■ WORK TO DO ■
Restate each of the lines given below, word for word.

>> START DATA SHOWN

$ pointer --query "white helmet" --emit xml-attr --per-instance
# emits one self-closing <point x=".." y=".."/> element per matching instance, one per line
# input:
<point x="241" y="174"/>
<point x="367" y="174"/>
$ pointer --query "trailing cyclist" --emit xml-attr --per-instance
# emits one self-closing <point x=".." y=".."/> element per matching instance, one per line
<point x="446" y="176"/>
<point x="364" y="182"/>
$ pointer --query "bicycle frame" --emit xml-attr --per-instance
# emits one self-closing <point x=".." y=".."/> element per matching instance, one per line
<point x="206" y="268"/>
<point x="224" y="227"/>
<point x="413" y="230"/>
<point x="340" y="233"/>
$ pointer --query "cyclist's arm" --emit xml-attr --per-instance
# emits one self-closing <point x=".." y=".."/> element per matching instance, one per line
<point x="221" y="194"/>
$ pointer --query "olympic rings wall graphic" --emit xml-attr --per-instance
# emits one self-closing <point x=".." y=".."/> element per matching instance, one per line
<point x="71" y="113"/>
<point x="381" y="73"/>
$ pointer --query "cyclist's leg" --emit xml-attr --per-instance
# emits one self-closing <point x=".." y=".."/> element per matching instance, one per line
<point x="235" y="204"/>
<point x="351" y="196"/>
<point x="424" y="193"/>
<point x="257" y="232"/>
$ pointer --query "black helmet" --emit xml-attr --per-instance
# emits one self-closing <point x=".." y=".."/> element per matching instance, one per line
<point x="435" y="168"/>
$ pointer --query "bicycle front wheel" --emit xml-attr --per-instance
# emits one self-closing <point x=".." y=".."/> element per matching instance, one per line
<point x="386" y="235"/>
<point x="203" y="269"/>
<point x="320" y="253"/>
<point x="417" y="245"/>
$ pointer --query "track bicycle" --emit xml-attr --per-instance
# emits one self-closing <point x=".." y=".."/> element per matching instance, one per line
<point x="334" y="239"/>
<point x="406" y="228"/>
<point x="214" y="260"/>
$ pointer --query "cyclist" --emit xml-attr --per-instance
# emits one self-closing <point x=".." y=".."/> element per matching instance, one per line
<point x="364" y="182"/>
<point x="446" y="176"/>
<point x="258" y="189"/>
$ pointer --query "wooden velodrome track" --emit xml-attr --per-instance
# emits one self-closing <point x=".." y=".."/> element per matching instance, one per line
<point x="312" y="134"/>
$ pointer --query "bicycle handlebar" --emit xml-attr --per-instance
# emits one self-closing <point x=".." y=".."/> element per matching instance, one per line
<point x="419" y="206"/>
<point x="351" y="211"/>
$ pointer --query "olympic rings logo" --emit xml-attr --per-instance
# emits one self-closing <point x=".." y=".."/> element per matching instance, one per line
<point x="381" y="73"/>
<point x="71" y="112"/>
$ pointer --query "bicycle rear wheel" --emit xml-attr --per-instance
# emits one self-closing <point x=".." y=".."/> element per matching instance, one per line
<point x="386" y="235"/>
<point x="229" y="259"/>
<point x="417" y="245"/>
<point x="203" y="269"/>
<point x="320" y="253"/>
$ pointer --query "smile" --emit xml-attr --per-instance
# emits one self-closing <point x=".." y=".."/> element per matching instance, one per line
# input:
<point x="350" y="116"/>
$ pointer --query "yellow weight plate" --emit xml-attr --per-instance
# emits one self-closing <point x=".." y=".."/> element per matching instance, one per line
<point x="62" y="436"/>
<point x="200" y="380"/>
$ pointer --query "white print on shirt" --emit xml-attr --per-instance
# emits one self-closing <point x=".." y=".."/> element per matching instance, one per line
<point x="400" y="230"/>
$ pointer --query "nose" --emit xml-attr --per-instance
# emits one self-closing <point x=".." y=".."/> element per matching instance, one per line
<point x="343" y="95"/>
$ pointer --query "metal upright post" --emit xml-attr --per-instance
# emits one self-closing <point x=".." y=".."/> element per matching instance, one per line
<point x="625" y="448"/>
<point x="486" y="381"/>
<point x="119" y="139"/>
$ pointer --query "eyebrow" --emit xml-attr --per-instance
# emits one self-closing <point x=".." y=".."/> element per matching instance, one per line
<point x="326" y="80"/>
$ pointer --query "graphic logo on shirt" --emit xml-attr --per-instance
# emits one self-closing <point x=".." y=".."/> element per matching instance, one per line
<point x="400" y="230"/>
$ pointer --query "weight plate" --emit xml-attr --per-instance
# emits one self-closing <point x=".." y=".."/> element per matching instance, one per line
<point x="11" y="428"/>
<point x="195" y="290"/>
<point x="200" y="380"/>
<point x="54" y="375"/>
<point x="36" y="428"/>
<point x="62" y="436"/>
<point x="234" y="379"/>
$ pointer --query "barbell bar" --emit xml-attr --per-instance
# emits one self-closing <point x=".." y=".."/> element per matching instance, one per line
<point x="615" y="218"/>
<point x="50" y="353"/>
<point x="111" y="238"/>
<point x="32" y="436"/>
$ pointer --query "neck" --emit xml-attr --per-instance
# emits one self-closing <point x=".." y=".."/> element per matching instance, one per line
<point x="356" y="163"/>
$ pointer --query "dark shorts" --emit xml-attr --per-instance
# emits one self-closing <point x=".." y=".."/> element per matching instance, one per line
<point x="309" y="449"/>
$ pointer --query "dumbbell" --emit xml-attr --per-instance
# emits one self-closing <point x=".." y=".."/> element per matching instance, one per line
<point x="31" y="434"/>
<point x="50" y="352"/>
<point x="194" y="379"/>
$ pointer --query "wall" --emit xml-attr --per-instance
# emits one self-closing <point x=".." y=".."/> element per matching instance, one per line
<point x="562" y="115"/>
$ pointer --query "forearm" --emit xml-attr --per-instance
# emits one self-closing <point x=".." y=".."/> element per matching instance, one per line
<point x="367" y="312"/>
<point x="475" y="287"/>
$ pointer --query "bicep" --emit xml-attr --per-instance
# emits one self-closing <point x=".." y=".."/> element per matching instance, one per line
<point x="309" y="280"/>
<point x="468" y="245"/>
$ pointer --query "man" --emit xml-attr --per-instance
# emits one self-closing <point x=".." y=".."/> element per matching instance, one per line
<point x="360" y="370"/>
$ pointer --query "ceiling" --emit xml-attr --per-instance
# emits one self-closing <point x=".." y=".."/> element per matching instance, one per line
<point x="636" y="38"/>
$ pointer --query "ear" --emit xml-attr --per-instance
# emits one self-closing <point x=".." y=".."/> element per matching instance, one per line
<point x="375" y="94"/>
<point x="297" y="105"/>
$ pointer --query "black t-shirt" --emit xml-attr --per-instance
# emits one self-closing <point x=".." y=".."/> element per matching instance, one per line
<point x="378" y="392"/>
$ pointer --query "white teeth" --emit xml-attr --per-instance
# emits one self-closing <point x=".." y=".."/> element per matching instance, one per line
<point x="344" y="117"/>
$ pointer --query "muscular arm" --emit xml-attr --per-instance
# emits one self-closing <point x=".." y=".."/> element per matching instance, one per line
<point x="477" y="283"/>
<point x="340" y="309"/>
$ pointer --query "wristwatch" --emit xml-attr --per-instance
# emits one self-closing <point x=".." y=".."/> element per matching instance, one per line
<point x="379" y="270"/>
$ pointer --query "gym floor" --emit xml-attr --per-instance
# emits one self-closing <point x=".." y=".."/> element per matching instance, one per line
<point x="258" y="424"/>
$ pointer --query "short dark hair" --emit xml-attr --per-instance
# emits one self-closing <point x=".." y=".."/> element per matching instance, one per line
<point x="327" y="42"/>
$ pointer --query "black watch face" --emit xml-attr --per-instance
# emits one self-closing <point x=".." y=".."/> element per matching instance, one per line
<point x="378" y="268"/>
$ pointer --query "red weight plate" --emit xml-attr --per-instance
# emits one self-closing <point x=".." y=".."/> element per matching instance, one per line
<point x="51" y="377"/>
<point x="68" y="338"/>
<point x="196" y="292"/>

>> END DATA SHOWN

■ THE SOLUTION ■
$ pointer --query "white helmet" --emit xml-attr --per-instance
# emits one self-closing <point x=".." y=".."/> element per matching instance, one per line
# input:
<point x="241" y="174"/>
<point x="367" y="174"/>
$ pointer --query "trailing cyclist" --emit xml-attr --per-instance
# emits one self-closing <point x=".." y=".."/> element per matching instance, one per line
<point x="446" y="176"/>
<point x="364" y="182"/>
$ pointer --query "bicycle frame" --emit xml-attr --per-instance
# emits one self-closing <point x=".." y=".."/> element per matching instance, one per line
<point x="206" y="268"/>
<point x="224" y="227"/>
<point x="413" y="230"/>
<point x="340" y="233"/>
$ pointer --query "cyclist's arm" --emit xml-attr --per-instance
# emits one self-closing <point x=".." y=".."/> element per matching instance, one per line
<point x="221" y="194"/>
$ pointer --query "olympic rings wall graphic" --emit xml-attr --per-instance
# emits one self-closing <point x=".." y=".."/> element per matching instance, one per line
<point x="71" y="113"/>
<point x="381" y="73"/>
$ pointer --query "cyclist's leg" --emit xml-attr --per-instance
# emits one self-closing <point x=".." y=".."/> element per matching instance, one per line
<point x="235" y="204"/>
<point x="351" y="196"/>
<point x="424" y="193"/>
<point x="257" y="232"/>
$ pointer --query "black helmet" --emit xml-attr --per-instance
# emits one self-closing <point x=".." y=".."/> element per matching instance, one per line
<point x="435" y="168"/>
$ pointer --query "bicycle front wheel" --emit xml-attr --per-instance
# emits one self-closing <point x=".." y=".."/> element per matching instance, one per line
<point x="386" y="235"/>
<point x="203" y="269"/>
<point x="320" y="253"/>
<point x="417" y="245"/>
$ pointer --query "track bicycle" --emit xml-attr --per-instance
# emits one self-closing <point x=".." y=".."/> element per matching instance, one per line
<point x="334" y="239"/>
<point x="406" y="228"/>
<point x="214" y="260"/>
$ pointer --query "cyclist" --emit xml-attr --per-instance
# emits one self-closing <point x=".." y=".."/> element per matching instance, one per line
<point x="364" y="182"/>
<point x="446" y="176"/>
<point x="258" y="189"/>
$ pointer --query "wooden velodrome track" --emit xml-attr --per-instance
# emits one self-closing <point x=".." y=".."/> element per matching instance, one per line
<point x="312" y="134"/>
$ pointer --query "bicycle handlebar" --emit xml-attr --per-instance
# emits one self-closing <point x=".." y=".."/> element per matching instance, one per line
<point x="419" y="206"/>
<point x="351" y="211"/>
$ pointer --query "olympic rings logo" --emit xml-attr --per-instance
# emits one self-closing <point x=".." y=".."/> element per matching instance, one per line
<point x="381" y="73"/>
<point x="71" y="112"/>
$ pointer --query "bicycle rear wheel" --emit xml-attr --per-instance
# emits one self-closing <point x=".." y=".."/> element per matching instance, one per line
<point x="386" y="235"/>
<point x="229" y="259"/>
<point x="417" y="245"/>
<point x="203" y="269"/>
<point x="320" y="253"/>
$ pointer --query "smile" --emit xml-attr --per-instance
# emits one self-closing <point x=".." y=".."/> element per matching instance, one per line
# input:
<point x="350" y="116"/>
$ pointer --query "yellow weight plate" --emit xml-attr --per-instance
# emits one self-closing <point x=".." y=".."/> element per matching instance, one per line
<point x="62" y="436"/>
<point x="200" y="380"/>
$ pointer --query "white print on shirt" --emit xml-attr --per-instance
# emits one self-closing <point x=".." y=".."/> element per matching instance, one per line
<point x="400" y="230"/>
$ pointer --query "nose" --emit xml-attr --per-instance
# emits one self-closing <point x=".." y=".."/> element per matching instance, one per line
<point x="343" y="95"/>
$ pointer --query "metal upright post" --emit xml-attr --per-instance
# emits one self-closing <point x=".." y=".."/> element per matching instance, one per line
<point x="625" y="448"/>
<point x="486" y="381"/>
<point x="119" y="139"/>
$ pointer --query "eyebrow" --emit xml-attr --per-instance
# emits one self-closing <point x=".." y=".."/> element per matching instance, one per line
<point x="326" y="80"/>
$ pointer --query "graphic logo on shirt" --emit xml-attr --per-instance
# emits one self-closing <point x=".." y=".."/> element per matching instance, one per line
<point x="400" y="230"/>
$ pointer --query "weight plate" --emit xml-attr --per-instance
# emits one self-closing <point x=".." y=".."/> element per matching instance, one per line
<point x="11" y="428"/>
<point x="195" y="290"/>
<point x="200" y="380"/>
<point x="54" y="375"/>
<point x="36" y="428"/>
<point x="62" y="436"/>
<point x="234" y="379"/>
$ pointer --query "barbell bar" --emit xml-attr --per-instance
# emits one self-closing <point x=".." y=".."/> element per matching instance, one per line
<point x="615" y="218"/>
<point x="50" y="353"/>
<point x="111" y="238"/>
<point x="32" y="436"/>
$ pointer --query "neck" --emit xml-attr --per-instance
# emits one self-closing <point x=".." y=".."/> element per matching instance, one per line
<point x="356" y="163"/>
$ pointer --query "dark shorts" --emit xml-attr --per-instance
# emits one self-closing <point x=".." y=".."/> element per matching instance, one per line
<point x="309" y="449"/>
$ pointer --query "dumbbell" --emit xml-attr --per-instance
# emits one self-closing <point x=".." y=".."/> element per matching instance, one per line
<point x="31" y="434"/>
<point x="50" y="352"/>
<point x="194" y="379"/>
$ pointer --query "wall" --emit xml-attr --per-instance
# emits one self-closing <point x=".." y=".."/> element per matching instance, one per line
<point x="562" y="115"/>
$ pointer --query "forearm" --emit xml-attr --per-instance
# emits one self-closing <point x=".." y=".."/> element per matching instance, one per line
<point x="367" y="312"/>
<point x="475" y="287"/>
$ pointer --query "bicep" --emit xml-attr --per-instance
# emits one self-closing <point x=".." y=".."/> element per matching instance, one per line
<point x="309" y="280"/>
<point x="468" y="245"/>
$ pointer --query "man" --emit xml-attr --per-instance
# emits one self-closing <point x=".." y=".."/> element per matching instance, one per line
<point x="360" y="370"/>
$ pointer --query "ceiling" --emit xml-attr --per-instance
# emits one self-closing <point x=".." y=".."/> element per matching instance, one per line
<point x="636" y="38"/>
$ pointer --query "ear" --emit xml-attr --per-instance
# emits one self-closing <point x=".." y=".."/> element per matching instance, one per line
<point x="375" y="94"/>
<point x="297" y="105"/>
$ pointer --query "black t-shirt" --emit xml-attr --per-instance
# emits one self-closing <point x=".." y=".."/> element per matching instance, one per line
<point x="378" y="392"/>
$ pointer --query "white teeth" --emit xml-attr --per-instance
# emits one self-closing <point x=".." y=".."/> element per matching instance, one per line
<point x="344" y="117"/>
$ pointer --query "muscular arm" --emit xml-attr --per-instance
# emits one self-closing <point x=".." y=".."/> element per matching instance, one per line
<point x="477" y="283"/>
<point x="340" y="309"/>
$ pointer --query "wristwatch" --emit xml-attr --per-instance
# emits one self-closing <point x=".." y=".."/> element per matching instance, one per line
<point x="379" y="270"/>
$ pointer --query "gym floor" --emit xml-attr --per-instance
# emits one self-closing <point x=".." y=".."/> element per matching instance, one per line
<point x="258" y="424"/>
$ pointer --query "short dark hair" --emit xml-attr --per-instance
# emits one self-closing <point x=".." y=".."/> element per matching instance, one per line
<point x="327" y="42"/>
$ pointer --query "black watch face" --emit xml-attr --per-instance
# emits one self-closing <point x=".." y=".."/> element per matching instance, one per line
<point x="378" y="268"/>
$ pointer --query "red weight plate" --emit xml-attr --per-instance
# emits one self-closing <point x=".." y=".."/> element per matching instance, one per line
<point x="51" y="377"/>
<point x="68" y="338"/>
<point x="196" y="292"/>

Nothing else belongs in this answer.